----- Fragment tekstu

Dzięki uprzejmości kolegów z Togo dorwałem w łapki przedpremierowy egzemplarz P7, który lada moment wchodzi do sprzedaży.
Wg producenta to kolejny krok do przodu w ich filozofii projektowania latarek.
Pierwszym zwiastunem "nowego" ma być właśnie P7.
Co zatem otrzymujemy.
Latarka jest w pewnym sensie rozwinięciem ciekawego modelu Hokus-Fokus.
Mamy tu dwa (a w zasadzie dwa i pół, o czym za chwilę) tryby i zmienne skupienie spota. Tryby to główna nowość nowych latarek LL.
Zasilanie - 4*AAA, w znanym koszyku, ale to już jest koszyk w swojej ostatniej wersji, czyli zintegrowany z wyłącznikiem.
Dioda - Cree Q5 (ponoć

).
Długość: 140mm
Średnica: 35mm
tryby:
* high: 130 lumenów
* low: 50 lumenów
* momentary: 170 lumenów (~130% high)
pobór mocy w high: 4.45W
efektywny zasięg w high: 210m
To oczywiście dane producenta.
Wykresy czasowe porobię dla Was w weekend.
Ogólne wrażenia są pozytywne - wykonanie dobre, wszystko na śrubeczki, jak ktoś chce to dostanie się do każdego detalu. Również ewentualne serwisowanie staje się prostsze, jak również ewentualne modowanie

Jak z użytkowaniem? Tu zaczynają się wątpliwości.
Zmiana skupienia w przeciwieństwie do starszych rozwiązań nie opiera się już na gwincie, ale jest realizowana przez przesuwanie głowicy w osi latarki (przód/tył). LL nazywa to rozwiązanie "Speed focus". Jak zwykle - ma to swoje zalety (b. szybkie skupienie promienia) i wady (niewygodne moim zdaniem zmniejszenie skupienia).
Nie ma możliwości postawienia latarki w świeczkę - mamy tu skrajny przypadek forward clicka.
Przełączanie między trybami - klikalne i wkurw... znaczy mnie drażni

Idzie to tak:
Wciskamy guzik (130%), puszczamy => jest low
Wciskamy guzik (130%), puszczamy => jest high
Wciskamy guzik (130%), puszczamy => wyłączyła się (uffff)
Jak łatwo się domyślić - nie ma pamięci, nie ma jak tego obejść, a dociśnięcie przełącznika do końca zawsze wyzwala overdrive dające 130% znamionowej mocy maksymalnej.
Delikatnie dociskając włącznik można uruchomić overdrive tylko jako momentary (bez załączenia) - w każdym trybie rzecz jasna.

----------
----- Fragment materiału

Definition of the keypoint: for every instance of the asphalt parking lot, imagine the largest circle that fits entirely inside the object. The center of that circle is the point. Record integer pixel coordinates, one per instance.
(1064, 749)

----------

### Zadania do wykonania:
A – Przepisz zwięźlej akapit recenzji latarki P7 zaczynający się od słów „Zmiana skupienia w przeciwieństwie”, zachowując jego główne fakty.
B – Oceń, czy poniższe stwierdzenia zgadzają się z recenzją latarki P7. Przy każdym odpowiedz „tak” lub „nie” i przytocz dosłownie rozstrzygające słowa recenzji: (i) latarka jest zasilana czterema bateriami AAA; (ii) latarka zapamiętuje ostatnio używany tryb; (iii) latarkę można postawić w świeczkę.
C – Dopisz dalszy ciąg recenzji latarki P7, zaczynając od miejsca, w którym się urywa.

### Odpowiedzi:
A – Skupienie nie jest już regulowane gwintem, lecz przesuwaniem głowicy wzdłuż osi latarki (przód/tył). LL nazywa to rozwiązanie „Speed focus”. Jego zaletą jest bardzo szybkie skupienie promienia, a wadą jest, zdaniem autora, niewygodne zmniejszanie skupienia.

B –
(i) Tak: „Zasilanie - 4*AAA”.
(ii) Nie: „nie ma pamięci”.
(iii) Nie: „Nie ma możliwości postawienia latarki w świeczkę”.

C –
Sama latareczka wygląda tak:

Led Lenser P7 - prezentacja

Led Lenser P7 - prezentacja

Led Lenser P7 - prezentacja

Led Lenser P7 - prezentacja

Led Lenser P7 - prezentacja

Led Lenser P7 - prezentacja
Wstępne beamshoty porównawcze mogą potwierdzać deklaracje producenta odnośnie mocy. Do porównania posłużyła Surefire Z2 z żarnikiem LF EO-4 (190 lum, OP), gładkie szkiełko; zasilanie: AW 17670 "+ Power". Zainteresowany "przeliczaniem" lumenów żarników na lumeny latarki zachęcam do poszperania po forum - jest to wyjaśnione (w skrócie - latarka zawsze ma mniej lumenów niż żarnik).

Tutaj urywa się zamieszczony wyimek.